_SELECTED TEXT_
========================================

# Some custom zakuri knives for a customer



## JBroida (Sep 9, 2012)

Thought you guys might like to see these...


----------



## SpikeC (Sep 9, 2012)

Another lefty, eh?


----------



## JBroida (Sep 9, 2012)

nah... they are double bevel


----------



## Zwiefel (Sep 9, 2012)

Is it my imagination or is the handle on the bottom one a little crooked?

What are the top two? the 2nd from the top looks like a tiny Deba? is the top one a variation on a (tiny) nakiri?


----------



## miketayl0r (Sep 9, 2012)

Sorry to stray away from the topic (those knives are beautiful btw) but how would you compare Zakuri knives to say Takeda's or Kanehiro's. I've wanted one since I watched your youtube video but it seems like they go pretty quick!!


----------



## JBroida (Sep 9, 2012)

installing handles can be tricky as there is a lot of personal preference involved. Some people like them more angled up, others angled down, and some totally even in the middle. While my preference is slightly up, not everyone agrees. Thats why i usually ask the customer first.

the top one is for unagi, the one under it is a small funayuki, the third one is a small yanagiba/sujihiki, and the last one is a katsuo bocho.


----------



## JBroida (Sep 9, 2012)

it would be a lot easier to explain over the phone if you're up for it... the answer is not so simple or straightforward.


----------



## Zwiefel (Sep 9, 2012)

Thanks Jon! I didn't know that handle angle was something that varied...


----------



## JBroida (Sep 9, 2012)

yeah... i learned about handle installation from about 5-6 different people and they all had different preferences.


----------



## EdipisReks (Sep 9, 2012)

slightly up is my preference as well, if a preference is something i'm able to give. makes for a little more knuckle clearance. good looking knives!


----------



## wenus2 (Sep 10, 2012)

Top one looks like a kurimuki?
How long are these? 
I sure like the lines on that Suji!


----------



## Tatsuya (Sep 10, 2012)

That funayuki looks awesome!

========================================

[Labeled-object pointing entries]

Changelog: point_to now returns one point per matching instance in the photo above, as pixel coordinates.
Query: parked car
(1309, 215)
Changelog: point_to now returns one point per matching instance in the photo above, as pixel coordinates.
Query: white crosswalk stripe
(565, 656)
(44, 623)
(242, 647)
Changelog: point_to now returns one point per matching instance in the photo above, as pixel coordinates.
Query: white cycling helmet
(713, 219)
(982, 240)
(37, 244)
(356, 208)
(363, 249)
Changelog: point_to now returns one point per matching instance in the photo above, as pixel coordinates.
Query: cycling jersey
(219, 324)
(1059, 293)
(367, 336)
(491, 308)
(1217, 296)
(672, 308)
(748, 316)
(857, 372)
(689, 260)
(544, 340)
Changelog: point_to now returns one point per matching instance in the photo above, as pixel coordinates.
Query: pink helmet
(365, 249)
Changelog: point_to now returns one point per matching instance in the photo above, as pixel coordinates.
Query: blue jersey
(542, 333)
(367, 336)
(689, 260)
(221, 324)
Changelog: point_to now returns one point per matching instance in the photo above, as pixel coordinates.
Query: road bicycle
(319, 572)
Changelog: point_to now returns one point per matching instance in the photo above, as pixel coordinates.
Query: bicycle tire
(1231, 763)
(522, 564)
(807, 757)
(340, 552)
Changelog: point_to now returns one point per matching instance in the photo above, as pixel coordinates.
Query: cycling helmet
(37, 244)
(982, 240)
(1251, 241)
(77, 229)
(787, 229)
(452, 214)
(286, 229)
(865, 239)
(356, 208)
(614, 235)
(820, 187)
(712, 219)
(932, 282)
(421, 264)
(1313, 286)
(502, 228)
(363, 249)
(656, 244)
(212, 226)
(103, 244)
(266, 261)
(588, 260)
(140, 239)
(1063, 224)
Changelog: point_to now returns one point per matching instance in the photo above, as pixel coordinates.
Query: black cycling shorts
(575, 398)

========================================

_TASKS TO PERFORM_
1) Using the zakuri knives thread, say whether each statement agrees with it. Answer yes or no for each, and quote the words from the thread that settle it. (a) JBroida says the knives are single bevel. (b) JBroida prefers a handle angled slightly up. (c) The second knife from the top is a small deba.
2) Carry on the forum thread about the custom zakuri knives, starting after its last post.

_WRITTEN RESPONSES_
1)
(a) No: "nah... they are double bevel"
(b) Yes: "While my preference is slightly up, not everyone agrees."
(c) No: "the one under it is a small funayuki"

2)
----------



## JBroida (Sep 11, 2012)

wenus2 said:


> Top one looks like a kurimuki?
> How long are these?
> I sure like the lines on that Suji!



the top one is unagisaki (eel knife)... the suji is 210mm and the katsuobocho is 270mm to give some perspective.


----------



## [email protected] (Sep 11, 2012)

those knives looked really great... i had an honor of wrapping and shipping them out <3


----------



## Johnny.B.Good (Sep 11, 2012)

[email protected] said:


> ...i had an honor of wrapping and shipping them out <3



How long does it take you to wrap a knife box like you do Sara?

I gave a knife from JKI to my mother and she was in awe of the wrapping job (took it apart very slowly and carefully trying to figure out how you do it!).


----------



## [email protected] (Sep 14, 2012)

Johnny.B.Good said:


> How long does it take you to wrap a knife box like you do Sara?
> 
> I gave a knife from JKI to my mother and she was in awe of the wrapping job (took it apart very slowly and carefully trying to figure out how you do it!).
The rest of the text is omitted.